## Texte à lire
════

La schizophrénie

 La copie Wikipedia sur la schizophrénie commence bien mal : « Le terme de schizophrénie regroupe de manière générique un ensemble d’affections psycho-cérébrales présentant un noyau commun, mais dites différentes quant à leur présentation et leur évolution. On utilise le pluriel pour désigner ces schizophrénies. » Je défie quiconque, après avoir lu cette définition, d’avoir la moindre idée sur ce que peut être cette affection « psycho-cérébrale ». Pourtant dans le Trésor de la langue française, accessible au commun des mortels, on lit : « psychose chronique caractérisée par une dissociation de la personnalité, se manifestant principalement par la perte de contact avec le réel, le ralentissement des activités, l’inertie, le repli sur soi, la stéréotypie de la pensée, le refuge dans un monde intérieur imaginaire, plus ou moins délirant,… ». C’est déjà beaucoup mieux.

Il serait trop long de citer toutes les inepties contenues dans cet article écrit dans un style particulièrement inélégant. Contentons-nous de relever quelques erreurs flagrantes, certaines approximations ou un ou deux manques criants. « Son diagnostic se fonde uniquement sur les déclarations du patient, leur écoute et leur analyse… », lit-on. Le psychiatre serait-il un douanier, un agent de police, ou un fonctionnaire de l’administration fiscale pour recueillir des « déclarations » ? En réalité, le diagnostic se fonde sur des signes cliniques qui ne se limitent pas aux paroles du patient mais qui relèvent aussi de son observation, de son comportement, des témoignages de son entourage, etc.

════

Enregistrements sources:
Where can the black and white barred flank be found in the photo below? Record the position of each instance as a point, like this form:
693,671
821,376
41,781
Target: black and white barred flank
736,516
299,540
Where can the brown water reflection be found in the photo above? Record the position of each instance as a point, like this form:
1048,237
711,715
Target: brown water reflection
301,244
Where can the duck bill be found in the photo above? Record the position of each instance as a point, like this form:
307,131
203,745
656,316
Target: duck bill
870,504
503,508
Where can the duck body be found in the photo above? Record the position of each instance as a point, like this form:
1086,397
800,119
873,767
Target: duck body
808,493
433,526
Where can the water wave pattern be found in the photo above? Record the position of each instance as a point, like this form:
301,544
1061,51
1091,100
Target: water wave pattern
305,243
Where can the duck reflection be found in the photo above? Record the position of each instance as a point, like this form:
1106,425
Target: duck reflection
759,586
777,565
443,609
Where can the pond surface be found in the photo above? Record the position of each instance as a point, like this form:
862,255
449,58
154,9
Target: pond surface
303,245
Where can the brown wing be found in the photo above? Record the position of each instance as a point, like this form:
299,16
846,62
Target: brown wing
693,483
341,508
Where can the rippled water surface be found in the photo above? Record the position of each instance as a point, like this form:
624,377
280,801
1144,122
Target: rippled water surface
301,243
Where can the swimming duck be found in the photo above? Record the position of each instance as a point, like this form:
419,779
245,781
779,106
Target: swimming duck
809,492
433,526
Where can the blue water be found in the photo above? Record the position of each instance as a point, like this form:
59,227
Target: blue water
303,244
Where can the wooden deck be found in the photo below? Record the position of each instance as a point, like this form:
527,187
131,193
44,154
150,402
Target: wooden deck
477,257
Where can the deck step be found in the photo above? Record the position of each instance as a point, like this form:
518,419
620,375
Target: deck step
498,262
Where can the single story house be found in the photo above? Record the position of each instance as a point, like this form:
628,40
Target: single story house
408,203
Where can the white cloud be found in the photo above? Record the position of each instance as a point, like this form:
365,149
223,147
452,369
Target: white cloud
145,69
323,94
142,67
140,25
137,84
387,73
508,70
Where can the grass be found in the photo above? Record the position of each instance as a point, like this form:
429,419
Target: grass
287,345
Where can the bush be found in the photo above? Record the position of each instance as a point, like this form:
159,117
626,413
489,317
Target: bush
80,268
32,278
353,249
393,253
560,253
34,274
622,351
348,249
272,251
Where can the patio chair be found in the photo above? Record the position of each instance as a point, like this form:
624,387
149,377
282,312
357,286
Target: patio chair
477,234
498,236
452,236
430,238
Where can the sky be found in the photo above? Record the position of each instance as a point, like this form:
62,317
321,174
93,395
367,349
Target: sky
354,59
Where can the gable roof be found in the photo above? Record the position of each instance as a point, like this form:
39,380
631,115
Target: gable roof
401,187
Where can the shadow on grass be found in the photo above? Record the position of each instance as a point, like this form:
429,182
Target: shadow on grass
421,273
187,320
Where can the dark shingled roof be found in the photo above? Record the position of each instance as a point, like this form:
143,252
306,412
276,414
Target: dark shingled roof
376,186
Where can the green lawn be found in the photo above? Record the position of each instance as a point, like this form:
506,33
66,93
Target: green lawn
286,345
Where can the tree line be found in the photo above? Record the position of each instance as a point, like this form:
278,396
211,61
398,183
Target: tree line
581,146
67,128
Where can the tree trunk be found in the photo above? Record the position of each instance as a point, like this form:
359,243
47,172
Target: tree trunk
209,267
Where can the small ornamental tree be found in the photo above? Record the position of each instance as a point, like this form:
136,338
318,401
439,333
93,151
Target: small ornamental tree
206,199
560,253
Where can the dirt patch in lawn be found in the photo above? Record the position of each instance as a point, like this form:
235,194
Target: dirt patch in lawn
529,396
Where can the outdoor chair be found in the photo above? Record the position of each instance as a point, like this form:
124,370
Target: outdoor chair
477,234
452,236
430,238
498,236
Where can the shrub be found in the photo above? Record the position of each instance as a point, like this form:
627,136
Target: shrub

════

## Exercices
1. Dans le texte sur la schizophrénie, relevez toutes les manifestations énumérées dans la définition tirée du Trésor de la langue française.
2. Extrayez du texte sur la schizophrénie le passage qui débute par « Il serait trop » et se poursuit jusqu'à « son entourage, etc. ».
3. Répondez à ces questions sur le texte consacré à la schizophrénie.
(a) Quel ouvrage fournit la définition que le texte juge « déjà beaucoup mieux » ?
(b) À quelles trois professions le texte compare-t-il ironiquement le psychiatre ?
(c) Sur quoi le diagnostic se fonde-t-il en réalité, d'après le texte ?

## Réponses par exercice
1.
- la perte de contact avec le réel
- le ralentissement des activités
- l'inertie
- le repli sur soi
- la stéréotypie de la pensée
- le refuge dans un monde intérieur imaginaire, plus ou moins délirant

2.
Il serait trop long de citer toutes les inepties contenues dans cet article écrit dans un style particulièrement inélégant. Contentons-nous de relever quelques erreurs flagrantes, certaines approximations ou un ou deux manques criants. « Son diagnostic se fonde uniquement sur les déclarations du patient, leur écoute et leur analyse… », lit-on. Le psychiatre serait-il un douanier, un agent de police, ou un fonctionnaire de l’administration fiscale pour recueillir des « déclarations » ? En réalité, le diagnostic se fonde sur des signes cliniques qui ne se limitent pas aux paroles du patient mais qui relèvent aussi de son observation, de son comportement, des témoignages de son entourage, etc.

3.
(a) Le Trésor de la langue française.
(b) Un douanier, un agent de police et un fonctionnaire de l'administration fiscale.
(c) Sur des signes cliniques, qui relèvent des paroles du patient, mais aussi de son observation, de son comportement et des témoignages de son entourage.